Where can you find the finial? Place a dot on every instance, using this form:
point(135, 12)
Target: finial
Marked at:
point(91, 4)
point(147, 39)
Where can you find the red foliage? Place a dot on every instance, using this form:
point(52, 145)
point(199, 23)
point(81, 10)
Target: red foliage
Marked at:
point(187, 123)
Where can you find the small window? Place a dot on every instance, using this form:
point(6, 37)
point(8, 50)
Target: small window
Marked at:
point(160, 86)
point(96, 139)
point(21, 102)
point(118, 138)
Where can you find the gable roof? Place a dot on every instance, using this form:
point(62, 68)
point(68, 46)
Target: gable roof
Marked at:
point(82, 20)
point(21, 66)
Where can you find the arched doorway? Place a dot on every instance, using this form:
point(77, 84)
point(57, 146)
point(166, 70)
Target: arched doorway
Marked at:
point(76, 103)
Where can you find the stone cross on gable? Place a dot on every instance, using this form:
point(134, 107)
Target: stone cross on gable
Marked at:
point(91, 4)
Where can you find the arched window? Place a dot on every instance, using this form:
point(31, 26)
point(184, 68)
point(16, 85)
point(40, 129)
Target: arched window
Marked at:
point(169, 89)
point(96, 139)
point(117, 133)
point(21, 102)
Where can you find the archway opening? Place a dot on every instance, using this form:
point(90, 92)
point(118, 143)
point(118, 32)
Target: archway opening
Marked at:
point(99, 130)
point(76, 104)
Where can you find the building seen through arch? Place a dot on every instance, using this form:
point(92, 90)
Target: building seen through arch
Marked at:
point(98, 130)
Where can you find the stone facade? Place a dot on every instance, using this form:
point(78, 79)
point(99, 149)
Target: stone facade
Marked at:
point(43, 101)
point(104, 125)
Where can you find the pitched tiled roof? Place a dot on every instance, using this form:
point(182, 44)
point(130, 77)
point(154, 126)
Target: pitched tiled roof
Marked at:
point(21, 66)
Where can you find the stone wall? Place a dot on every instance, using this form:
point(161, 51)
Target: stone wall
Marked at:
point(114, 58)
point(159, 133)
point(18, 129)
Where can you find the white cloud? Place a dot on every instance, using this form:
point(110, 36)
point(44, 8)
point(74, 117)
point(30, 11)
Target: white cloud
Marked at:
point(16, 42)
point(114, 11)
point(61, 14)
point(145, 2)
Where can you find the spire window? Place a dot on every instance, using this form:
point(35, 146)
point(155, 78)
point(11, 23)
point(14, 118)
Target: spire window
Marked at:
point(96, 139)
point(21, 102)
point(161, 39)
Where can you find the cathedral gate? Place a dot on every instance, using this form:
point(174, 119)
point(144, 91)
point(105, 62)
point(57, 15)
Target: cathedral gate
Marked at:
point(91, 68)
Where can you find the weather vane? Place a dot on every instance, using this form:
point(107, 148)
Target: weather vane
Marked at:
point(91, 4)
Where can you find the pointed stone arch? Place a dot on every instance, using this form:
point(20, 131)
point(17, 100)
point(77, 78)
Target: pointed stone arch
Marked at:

■ Goal of the exercise
The records above should be repeated in full, exactly as given.

■ Completed task
Where can you find the finial? Place a dot on every instance, using this form:
point(135, 12)
Target: finial
Marked at:
point(91, 4)
point(147, 39)
Where can you find the red foliage? Place a dot on every instance, using this form:
point(52, 145)
point(199, 23)
point(81, 10)
Target: red foliage
Marked at:
point(187, 123)
Where can you find the small window? Place a dot on every instance, using this form:
point(6, 37)
point(8, 50)
Target: small window
Marked at:
point(160, 86)
point(96, 139)
point(21, 102)
point(118, 138)
Where can you find the gable roof? Place a dot on every instance, using this form:
point(62, 68)
point(68, 46)
Target: gable roof
Marked at:
point(82, 20)
point(21, 66)
Where can you find the arched doorway? Place a dot on every instance, using this form:
point(77, 84)
point(57, 146)
point(166, 70)
Target: arched doorway
Marked at:
point(76, 103)
Where can you find the stone cross on gable? Place a dot on every instance, using this form:
point(134, 107)
Target: stone cross on gable
Marked at:
point(91, 4)
Where can you find the arched window? Place a dot on every instance, using this form:
point(31, 26)
point(184, 68)
point(16, 85)
point(40, 129)
Target: arched window
Marked at:
point(169, 89)
point(96, 139)
point(117, 133)
point(21, 102)
Where can you find the archway opening? Place a dot on every instance, using this form:
point(90, 92)
point(118, 143)
point(118, 32)
Target: archway opening
Marked at:
point(99, 130)
point(76, 104)
Where can you find the building seen through arch? Place a dot on every instance, using this form:
point(92, 90)
Target: building seen through arch
Marked at:
point(98, 130)
Where can you find the stone facade? Place a dot on every instance, using this form:
point(78, 79)
point(99, 149)
Target: stone facade
Marked at:
point(43, 101)
point(104, 125)
Where can you find the pitched tiled roof? Place a dot on every instance, using this form:
point(182, 44)
point(130, 77)
point(154, 126)
Target: pitched tiled roof
Marked at:
point(21, 66)
Where can you find the stone wall? Place a dot on every instance, using this form:
point(161, 51)
Target: stone wall
Marked at:
point(114, 58)
point(159, 133)
point(18, 129)
Where can you find the white cloud? Place a dot on every instance, using this form:
point(110, 36)
point(44, 8)
point(74, 117)
point(30, 11)
Target: white cloud
Marked at:
point(16, 42)
point(114, 11)
point(61, 14)
point(145, 2)
Where can you find the spire window? Place a dot on every instance, using this form:
point(35, 146)
point(155, 78)
point(11, 23)
point(14, 118)
Target: spire window
Marked at:
point(96, 139)
point(21, 102)
point(161, 39)
Where can you find the cathedral gate? Place a dot on every instance, using this form:
point(174, 119)
point(144, 91)
point(105, 62)
point(57, 15)
Target: cathedral gate
Marked at:
point(91, 68)
Where can you find the weather vane? Place a dot on every instance, using this form:
point(107, 148)
Target: weather vane
Marked at:
point(91, 4)
Where can you find the pointed stone arch? Place a dot on every instance, using this form:
point(20, 131)
point(17, 100)
point(77, 78)
Target: pointed stone arch
Marked at:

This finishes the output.